Records excerpted from a collection:
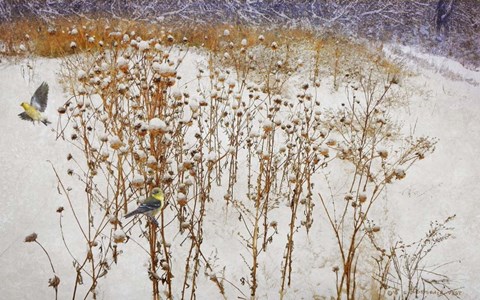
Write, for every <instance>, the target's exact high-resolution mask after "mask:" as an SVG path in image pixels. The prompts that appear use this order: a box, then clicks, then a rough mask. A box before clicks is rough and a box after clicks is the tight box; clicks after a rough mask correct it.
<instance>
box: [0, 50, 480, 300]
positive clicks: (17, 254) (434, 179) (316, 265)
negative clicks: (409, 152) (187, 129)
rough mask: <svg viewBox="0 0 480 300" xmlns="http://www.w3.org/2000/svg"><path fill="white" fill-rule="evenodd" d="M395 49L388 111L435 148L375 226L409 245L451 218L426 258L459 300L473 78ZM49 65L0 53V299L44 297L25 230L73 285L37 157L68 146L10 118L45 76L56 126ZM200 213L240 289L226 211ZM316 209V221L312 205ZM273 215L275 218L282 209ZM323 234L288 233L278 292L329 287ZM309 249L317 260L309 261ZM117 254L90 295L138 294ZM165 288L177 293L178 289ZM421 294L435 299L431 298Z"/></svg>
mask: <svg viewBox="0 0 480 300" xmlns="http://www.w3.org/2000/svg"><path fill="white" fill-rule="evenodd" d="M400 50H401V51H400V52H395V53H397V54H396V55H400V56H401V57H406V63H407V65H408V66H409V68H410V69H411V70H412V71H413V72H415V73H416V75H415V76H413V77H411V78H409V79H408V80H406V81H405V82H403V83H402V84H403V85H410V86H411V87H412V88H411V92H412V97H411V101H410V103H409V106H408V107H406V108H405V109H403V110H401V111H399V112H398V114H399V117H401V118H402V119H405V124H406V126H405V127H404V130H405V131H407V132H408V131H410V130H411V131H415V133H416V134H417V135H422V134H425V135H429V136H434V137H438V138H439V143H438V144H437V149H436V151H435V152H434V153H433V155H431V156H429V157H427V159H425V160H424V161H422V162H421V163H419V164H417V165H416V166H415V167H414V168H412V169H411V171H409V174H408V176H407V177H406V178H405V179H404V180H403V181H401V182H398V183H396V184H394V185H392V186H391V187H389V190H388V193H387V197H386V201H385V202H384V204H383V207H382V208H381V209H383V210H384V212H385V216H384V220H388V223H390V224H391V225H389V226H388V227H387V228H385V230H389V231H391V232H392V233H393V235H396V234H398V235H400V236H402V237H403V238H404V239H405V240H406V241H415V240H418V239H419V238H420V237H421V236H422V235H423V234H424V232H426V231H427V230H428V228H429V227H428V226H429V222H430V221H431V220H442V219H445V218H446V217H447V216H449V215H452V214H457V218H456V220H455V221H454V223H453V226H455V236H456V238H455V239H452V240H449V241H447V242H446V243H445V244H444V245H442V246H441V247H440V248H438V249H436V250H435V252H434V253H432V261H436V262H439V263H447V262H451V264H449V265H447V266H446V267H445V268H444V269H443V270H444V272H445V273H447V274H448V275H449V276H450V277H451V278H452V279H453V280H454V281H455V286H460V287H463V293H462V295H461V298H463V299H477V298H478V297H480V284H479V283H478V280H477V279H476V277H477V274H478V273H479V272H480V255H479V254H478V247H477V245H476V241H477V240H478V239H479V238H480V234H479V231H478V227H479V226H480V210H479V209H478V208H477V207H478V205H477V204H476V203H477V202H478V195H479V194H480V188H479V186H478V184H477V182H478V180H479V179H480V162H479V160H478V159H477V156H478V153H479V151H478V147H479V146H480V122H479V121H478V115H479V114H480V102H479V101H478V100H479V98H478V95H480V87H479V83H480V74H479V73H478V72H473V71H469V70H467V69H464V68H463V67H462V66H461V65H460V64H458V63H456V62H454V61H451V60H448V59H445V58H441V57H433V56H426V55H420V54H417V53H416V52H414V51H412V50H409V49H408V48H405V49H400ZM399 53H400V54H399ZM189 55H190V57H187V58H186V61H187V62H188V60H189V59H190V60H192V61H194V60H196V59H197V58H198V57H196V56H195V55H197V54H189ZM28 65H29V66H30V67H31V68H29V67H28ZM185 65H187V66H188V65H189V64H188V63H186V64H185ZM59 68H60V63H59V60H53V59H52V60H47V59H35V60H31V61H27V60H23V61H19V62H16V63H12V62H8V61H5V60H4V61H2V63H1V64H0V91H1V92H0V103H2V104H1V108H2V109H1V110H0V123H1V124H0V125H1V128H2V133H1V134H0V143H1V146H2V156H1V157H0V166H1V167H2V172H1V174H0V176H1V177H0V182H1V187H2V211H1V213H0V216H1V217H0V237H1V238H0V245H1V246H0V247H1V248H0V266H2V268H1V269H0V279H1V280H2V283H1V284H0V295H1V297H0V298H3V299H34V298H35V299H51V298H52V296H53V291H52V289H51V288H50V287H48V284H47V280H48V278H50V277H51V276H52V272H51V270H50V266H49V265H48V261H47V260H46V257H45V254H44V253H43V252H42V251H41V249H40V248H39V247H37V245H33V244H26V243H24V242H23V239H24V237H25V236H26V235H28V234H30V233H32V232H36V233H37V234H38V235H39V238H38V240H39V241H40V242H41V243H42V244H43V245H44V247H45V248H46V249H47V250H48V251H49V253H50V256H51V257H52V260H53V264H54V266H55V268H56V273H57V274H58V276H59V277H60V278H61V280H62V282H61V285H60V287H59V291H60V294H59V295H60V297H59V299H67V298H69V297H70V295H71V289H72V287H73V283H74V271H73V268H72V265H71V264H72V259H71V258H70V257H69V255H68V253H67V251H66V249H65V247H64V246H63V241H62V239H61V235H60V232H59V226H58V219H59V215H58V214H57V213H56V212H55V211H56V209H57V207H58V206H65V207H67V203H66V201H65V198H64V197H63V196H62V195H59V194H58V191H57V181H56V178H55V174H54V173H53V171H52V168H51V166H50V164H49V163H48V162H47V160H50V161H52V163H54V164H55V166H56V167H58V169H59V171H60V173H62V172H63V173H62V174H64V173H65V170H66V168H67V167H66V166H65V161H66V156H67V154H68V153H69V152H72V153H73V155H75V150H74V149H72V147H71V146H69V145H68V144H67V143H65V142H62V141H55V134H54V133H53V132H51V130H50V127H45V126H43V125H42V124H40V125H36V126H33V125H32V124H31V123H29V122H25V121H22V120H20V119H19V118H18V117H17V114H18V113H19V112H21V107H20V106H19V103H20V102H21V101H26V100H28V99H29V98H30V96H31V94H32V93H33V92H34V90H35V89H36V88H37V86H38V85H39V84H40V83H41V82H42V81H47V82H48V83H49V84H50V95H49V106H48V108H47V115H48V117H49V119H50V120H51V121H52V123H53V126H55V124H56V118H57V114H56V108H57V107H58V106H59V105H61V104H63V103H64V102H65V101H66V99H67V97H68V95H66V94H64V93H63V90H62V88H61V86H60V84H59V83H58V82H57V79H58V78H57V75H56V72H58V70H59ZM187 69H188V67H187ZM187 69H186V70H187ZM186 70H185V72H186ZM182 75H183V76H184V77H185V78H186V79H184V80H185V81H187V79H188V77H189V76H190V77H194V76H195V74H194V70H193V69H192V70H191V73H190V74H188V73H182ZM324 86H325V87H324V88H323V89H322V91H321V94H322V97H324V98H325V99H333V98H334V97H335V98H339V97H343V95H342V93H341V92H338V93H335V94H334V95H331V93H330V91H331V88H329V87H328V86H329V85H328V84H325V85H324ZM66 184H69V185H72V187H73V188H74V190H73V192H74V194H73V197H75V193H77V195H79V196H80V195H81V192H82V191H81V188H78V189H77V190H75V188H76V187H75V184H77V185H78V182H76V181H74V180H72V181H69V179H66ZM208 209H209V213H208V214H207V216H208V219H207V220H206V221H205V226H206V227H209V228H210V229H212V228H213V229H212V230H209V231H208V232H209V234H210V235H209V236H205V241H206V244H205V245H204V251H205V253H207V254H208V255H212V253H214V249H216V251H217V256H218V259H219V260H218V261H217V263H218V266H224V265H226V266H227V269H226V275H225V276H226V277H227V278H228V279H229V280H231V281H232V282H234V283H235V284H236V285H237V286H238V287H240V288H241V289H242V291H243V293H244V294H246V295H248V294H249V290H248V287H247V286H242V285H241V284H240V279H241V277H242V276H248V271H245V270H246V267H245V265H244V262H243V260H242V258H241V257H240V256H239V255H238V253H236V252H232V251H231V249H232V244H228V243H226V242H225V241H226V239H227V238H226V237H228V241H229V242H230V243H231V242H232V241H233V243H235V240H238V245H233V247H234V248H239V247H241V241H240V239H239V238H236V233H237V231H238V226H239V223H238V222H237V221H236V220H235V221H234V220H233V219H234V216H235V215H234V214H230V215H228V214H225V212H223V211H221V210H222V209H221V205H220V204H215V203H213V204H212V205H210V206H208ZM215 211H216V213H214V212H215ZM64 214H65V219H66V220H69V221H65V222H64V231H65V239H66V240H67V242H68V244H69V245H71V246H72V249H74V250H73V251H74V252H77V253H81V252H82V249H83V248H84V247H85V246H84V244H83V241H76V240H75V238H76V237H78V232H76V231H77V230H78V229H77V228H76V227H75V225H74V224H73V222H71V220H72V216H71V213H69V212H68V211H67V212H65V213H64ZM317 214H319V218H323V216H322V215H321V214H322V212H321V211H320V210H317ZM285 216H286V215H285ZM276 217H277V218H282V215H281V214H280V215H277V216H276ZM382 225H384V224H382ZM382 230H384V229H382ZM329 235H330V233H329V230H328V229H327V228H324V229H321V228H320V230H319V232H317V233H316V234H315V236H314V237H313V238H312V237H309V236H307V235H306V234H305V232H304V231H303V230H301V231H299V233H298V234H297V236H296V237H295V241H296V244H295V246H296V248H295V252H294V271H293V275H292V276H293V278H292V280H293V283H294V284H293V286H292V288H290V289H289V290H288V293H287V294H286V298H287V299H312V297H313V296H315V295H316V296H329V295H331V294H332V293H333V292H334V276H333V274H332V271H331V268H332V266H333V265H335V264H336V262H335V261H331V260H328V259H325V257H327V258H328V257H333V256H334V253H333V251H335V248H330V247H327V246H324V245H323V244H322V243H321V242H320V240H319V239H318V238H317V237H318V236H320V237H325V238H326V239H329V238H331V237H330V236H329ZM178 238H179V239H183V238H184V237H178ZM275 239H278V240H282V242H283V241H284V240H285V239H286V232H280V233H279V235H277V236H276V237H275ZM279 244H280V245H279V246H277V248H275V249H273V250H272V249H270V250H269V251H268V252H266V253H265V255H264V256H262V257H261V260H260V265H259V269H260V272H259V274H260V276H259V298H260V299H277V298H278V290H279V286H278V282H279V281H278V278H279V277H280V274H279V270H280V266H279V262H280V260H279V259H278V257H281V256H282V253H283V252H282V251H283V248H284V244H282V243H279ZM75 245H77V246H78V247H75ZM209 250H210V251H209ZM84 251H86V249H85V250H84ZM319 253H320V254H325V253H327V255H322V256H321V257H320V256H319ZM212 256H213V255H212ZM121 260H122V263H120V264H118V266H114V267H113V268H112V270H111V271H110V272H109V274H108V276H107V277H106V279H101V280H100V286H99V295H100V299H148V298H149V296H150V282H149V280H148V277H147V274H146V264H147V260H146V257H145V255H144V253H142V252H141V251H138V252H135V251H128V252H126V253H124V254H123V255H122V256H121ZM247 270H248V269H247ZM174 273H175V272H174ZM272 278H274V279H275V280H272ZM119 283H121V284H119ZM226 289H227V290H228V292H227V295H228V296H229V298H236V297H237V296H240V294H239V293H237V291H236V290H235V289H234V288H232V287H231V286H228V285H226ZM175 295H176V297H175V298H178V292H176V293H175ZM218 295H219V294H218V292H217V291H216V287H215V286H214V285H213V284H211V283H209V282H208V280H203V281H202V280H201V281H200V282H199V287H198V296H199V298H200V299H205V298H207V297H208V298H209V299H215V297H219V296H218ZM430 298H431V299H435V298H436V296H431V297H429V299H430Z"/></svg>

_ASSIGNED TASK_: Update the records from their start through the line holding "negative clicks: (409, 152) (187, 129)", inclusive, by replacing "clicks" with "points" and changing nothing else. Leave the pictures out of your answer.

_SOLUTION FOR THIS PROBLEM_:
Write, for every <instance>, the target's exact high-resolution mask after "mask:" as an SVG path in image pixels. The prompts that appear use this order: a box, then points, then a rough mask. A box before points is rough and a box after points is the tight box; points after a rough mask correct it.
<instance>
box: [0, 50, 480, 300]
positive points: (17, 254) (434, 179) (316, 265)
negative points: (409, 152) (187, 129)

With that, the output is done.